(Source data)
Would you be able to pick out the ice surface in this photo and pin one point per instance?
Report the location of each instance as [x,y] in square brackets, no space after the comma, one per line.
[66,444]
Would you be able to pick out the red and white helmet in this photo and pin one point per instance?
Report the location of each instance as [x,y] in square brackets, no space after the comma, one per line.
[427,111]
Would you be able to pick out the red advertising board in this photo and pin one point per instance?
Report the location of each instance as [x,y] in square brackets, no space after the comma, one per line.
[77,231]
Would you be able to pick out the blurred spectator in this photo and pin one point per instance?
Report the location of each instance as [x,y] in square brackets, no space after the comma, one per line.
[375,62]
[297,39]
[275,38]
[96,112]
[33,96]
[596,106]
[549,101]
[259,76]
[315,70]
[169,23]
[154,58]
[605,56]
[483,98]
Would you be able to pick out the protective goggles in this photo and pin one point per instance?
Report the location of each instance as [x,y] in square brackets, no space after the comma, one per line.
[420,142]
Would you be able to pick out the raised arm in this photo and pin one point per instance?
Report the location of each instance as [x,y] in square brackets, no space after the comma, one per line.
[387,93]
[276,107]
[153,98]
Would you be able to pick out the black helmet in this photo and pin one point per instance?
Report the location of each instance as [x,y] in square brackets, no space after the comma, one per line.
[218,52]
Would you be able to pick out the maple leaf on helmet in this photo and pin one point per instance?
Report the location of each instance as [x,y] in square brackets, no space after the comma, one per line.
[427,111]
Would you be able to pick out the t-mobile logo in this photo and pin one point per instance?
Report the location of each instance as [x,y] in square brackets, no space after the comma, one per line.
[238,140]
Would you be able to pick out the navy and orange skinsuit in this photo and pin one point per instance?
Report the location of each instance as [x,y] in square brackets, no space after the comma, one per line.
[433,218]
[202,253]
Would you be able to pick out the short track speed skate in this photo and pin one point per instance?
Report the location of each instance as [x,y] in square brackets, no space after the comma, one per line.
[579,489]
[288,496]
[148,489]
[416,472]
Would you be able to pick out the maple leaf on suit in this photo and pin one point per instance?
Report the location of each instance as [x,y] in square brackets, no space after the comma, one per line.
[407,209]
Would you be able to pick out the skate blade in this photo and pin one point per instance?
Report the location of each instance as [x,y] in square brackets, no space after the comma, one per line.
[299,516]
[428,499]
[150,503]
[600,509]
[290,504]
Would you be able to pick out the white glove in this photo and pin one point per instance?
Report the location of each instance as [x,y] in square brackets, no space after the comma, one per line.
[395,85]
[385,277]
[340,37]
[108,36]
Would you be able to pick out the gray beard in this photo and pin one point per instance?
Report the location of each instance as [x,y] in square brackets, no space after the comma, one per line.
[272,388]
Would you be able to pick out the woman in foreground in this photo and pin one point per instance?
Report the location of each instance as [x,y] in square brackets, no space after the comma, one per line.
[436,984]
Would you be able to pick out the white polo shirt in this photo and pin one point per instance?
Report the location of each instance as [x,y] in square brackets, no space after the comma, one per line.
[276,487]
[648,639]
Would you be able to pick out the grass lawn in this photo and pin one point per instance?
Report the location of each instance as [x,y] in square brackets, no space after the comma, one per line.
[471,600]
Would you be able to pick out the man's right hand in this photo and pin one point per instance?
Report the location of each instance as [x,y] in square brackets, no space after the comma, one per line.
(End Source data)
### [Directions for this task]
Reproduce each record exactly as written above.

### [Final answer]
Would you be able to pick out the ice surface in this photo and pin one point per instance?
Report the location of each instance as [x,y] in square brackets, no space after the comma, one per line.
[66,444]
Would you be able to pick out the red and white helmet in this photo and pin one point per instance?
Report the location of each instance as [x,y] in square brackets, no space after the comma, one per line.
[427,111]
Would you be able to pick out the red advertising board in this photo and pin one point per instance?
Report the location of each instance as [x,y] in square brackets, no space after the comma, one per line.
[77,231]
Would you be able to pick out the blurred spectator in this photo and pin one point per instance?
Report the location of each instance as [x,y] in square brackets, no space after the comma, one per line.
[375,62]
[297,39]
[275,38]
[96,112]
[33,96]
[596,106]
[549,101]
[259,76]
[315,70]
[169,23]
[154,58]
[605,56]
[483,98]
Would you be able to pick out the protective goggles in this photo and pin one point per instance?
Report the location of each instance as [x,y] in square brackets, no space after the comma, one per line.
[420,142]
Would you be able to pick out the raised arm in this photo and pin one point per instance?
Report the location of each instance as [x,y] in square brackets, no space after the comma, one per line.
[387,93]
[276,107]
[153,98]
Would you be able to pick out the black helmet in this photo and pin one point per instance?
Report the location of each instance as [x,y] in square brackets, no space after the comma, one per line.
[218,52]
Would you be able to pick out the maple leaf on helmet in this photo and pin one point per instance?
Report the location of each instance as [x,y] in square brackets, no space after the comma, one per line.
[427,111]
Would you be able to pick out the t-mobile logo in this photo and pin one point per instance?
Report the location of each instance as [x,y] in square brackets, no space after the comma, one per line.
[238,140]
Would you be able to pick out the navy and orange skinsuit in this photo and pin one point per instance?
Report the location of each instance as [x,y] in square brackets, no space after the comma, one per line.
[433,218]
[202,253]
Would you be able to pick out the short track speed skate in this photo and pin one point per instance?
Report the location of each instance as [x,y] in square brackets, no space after the comma, one per line.
[579,489]
[288,496]
[148,489]
[416,472]
Would you be able to pick out the maple leaf on suit in this photo and pin one point per instance?
Report the location of each instance as [x,y] in square brackets, no space after the comma, one per line.
[407,209]
Would you be able to pick out the skate blade in this photo and pin one point per instance?
Report the location of each instance as [x,y] in square brackets, no space after the comma, one per line.
[299,516]
[428,499]
[150,503]
[600,509]
[290,504]
Would you be able to pick out the white glove in this photo and pin one point per instance?
Report the location of each instance as [x,y] in square brackets, no space after the comma, one per line.
[395,85]
[385,277]
[340,37]
[108,36]
Would you be able to pick out the gray beard in this photo and pin one point per instance?
Report the location of each instance as [x,y] in square brackets, no space after the comma, one per line.
[272,388]
Would you be able to pick out the woman in foreground in this photo and pin one point per instance?
Report the location of each instance as [x,y] in square brackets, no space after the comma, one per line.
[436,984]
Would you be able to pick out the white polo shirt in this photo and pin one point per instance?
Report the location of each instance as [x,y] in square brackets, no space after the comma, one per line.
[276,487]
[648,639]
Would you be able to pick out the grass lawn in this photo and pin one point per instance?
Report the location of each instance as [x,y] in square brackets, no space after the comma, one per line.
[471,600]
Would you be able to pick out the man's right hand in this photo and pin one point per instance?
Report the location of each instance as [x,y] in square brackets, no space after the comma, one per line.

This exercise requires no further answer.